*Information shown:*
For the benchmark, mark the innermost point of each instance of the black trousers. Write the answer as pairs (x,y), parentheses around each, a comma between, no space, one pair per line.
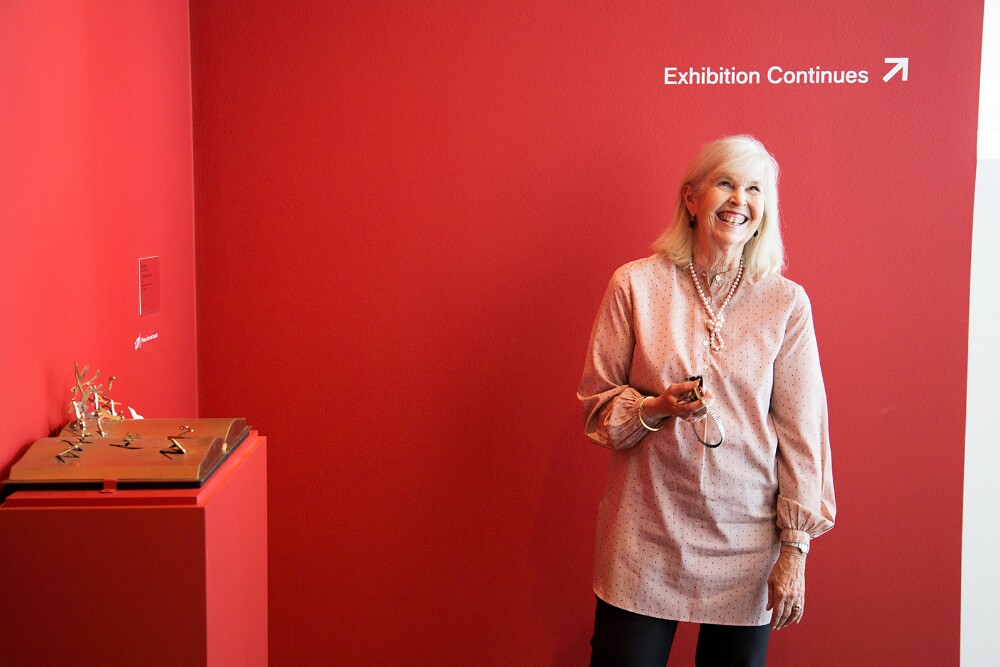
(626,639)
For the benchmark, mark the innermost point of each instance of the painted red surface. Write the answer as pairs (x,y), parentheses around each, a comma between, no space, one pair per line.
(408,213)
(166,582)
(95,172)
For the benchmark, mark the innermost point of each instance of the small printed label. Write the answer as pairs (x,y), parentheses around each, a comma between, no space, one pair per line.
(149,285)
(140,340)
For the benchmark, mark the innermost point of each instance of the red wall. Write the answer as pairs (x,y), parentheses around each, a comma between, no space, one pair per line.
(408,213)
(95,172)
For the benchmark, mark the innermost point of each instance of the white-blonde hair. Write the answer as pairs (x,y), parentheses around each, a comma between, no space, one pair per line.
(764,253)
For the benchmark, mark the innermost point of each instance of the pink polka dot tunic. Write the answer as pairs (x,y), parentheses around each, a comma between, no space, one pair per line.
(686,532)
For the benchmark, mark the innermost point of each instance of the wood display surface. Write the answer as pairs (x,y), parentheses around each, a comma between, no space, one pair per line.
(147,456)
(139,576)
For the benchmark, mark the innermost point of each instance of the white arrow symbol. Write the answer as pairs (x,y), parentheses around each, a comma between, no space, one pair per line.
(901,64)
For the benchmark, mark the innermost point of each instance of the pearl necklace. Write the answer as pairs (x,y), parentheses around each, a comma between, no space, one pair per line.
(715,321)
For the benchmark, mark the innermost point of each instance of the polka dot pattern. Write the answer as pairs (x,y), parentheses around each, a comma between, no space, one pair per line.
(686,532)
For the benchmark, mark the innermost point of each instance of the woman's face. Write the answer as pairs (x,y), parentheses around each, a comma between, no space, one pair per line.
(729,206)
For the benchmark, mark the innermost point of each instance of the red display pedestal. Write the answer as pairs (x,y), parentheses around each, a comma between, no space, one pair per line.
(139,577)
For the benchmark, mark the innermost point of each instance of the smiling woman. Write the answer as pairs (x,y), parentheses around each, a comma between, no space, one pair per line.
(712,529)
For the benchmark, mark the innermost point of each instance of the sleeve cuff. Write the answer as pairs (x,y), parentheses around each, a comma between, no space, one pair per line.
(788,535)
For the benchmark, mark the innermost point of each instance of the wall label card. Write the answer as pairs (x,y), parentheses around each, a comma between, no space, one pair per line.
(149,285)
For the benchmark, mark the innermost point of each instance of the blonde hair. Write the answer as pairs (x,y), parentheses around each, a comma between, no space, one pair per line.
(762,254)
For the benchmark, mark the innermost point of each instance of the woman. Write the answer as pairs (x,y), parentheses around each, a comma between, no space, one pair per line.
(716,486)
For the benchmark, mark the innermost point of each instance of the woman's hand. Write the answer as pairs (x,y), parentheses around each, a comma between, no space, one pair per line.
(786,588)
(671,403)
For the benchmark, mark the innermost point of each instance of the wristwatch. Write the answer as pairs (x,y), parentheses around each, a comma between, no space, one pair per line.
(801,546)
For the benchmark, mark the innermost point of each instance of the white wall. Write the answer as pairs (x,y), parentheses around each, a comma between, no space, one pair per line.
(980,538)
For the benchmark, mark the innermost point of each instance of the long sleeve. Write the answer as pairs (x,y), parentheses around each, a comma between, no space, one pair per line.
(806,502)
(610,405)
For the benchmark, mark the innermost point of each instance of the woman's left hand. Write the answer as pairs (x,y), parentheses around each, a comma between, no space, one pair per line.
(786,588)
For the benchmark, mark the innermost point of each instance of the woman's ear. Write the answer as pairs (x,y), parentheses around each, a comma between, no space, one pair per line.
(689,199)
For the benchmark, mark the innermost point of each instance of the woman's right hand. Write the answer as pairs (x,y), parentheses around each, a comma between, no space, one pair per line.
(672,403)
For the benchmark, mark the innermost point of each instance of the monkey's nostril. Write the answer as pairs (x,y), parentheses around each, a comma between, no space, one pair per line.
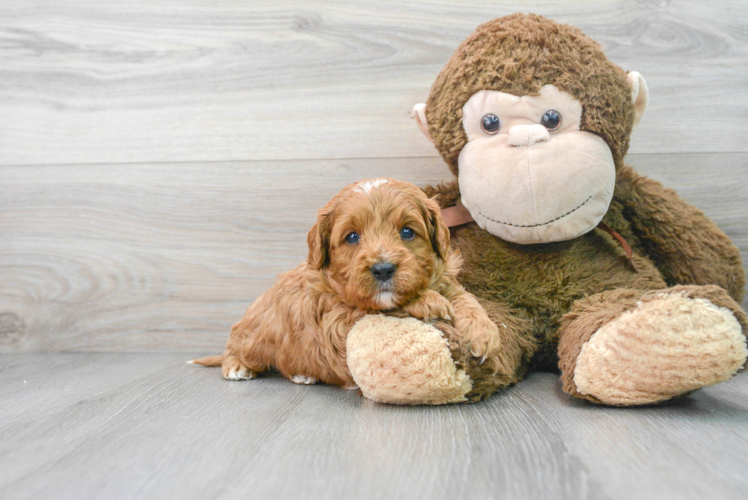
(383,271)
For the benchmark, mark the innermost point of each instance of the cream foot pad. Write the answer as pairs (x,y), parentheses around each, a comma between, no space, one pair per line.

*Directive:* Starting at the line that contains "of the monkey's" and ending at the last line of the records, reproduce every line, requests included, with each coordinate in the answers multiplied by 1.8 and rounded to a whole number, halves rounded up. Omit the pictures.

*Written solution:*
For the benchmark, mark the innermost point of each instance of the monkey's nostril. Write the answer as pairs (x,y), parentheses around each, a comma between, no space, one pair per line.
(689,488)
For the benchmark, mark the innermost point of each instance of the cream foot pad. Write the answer as pairs (x,y), parentheses around each, a comma between, no space, one pair per line.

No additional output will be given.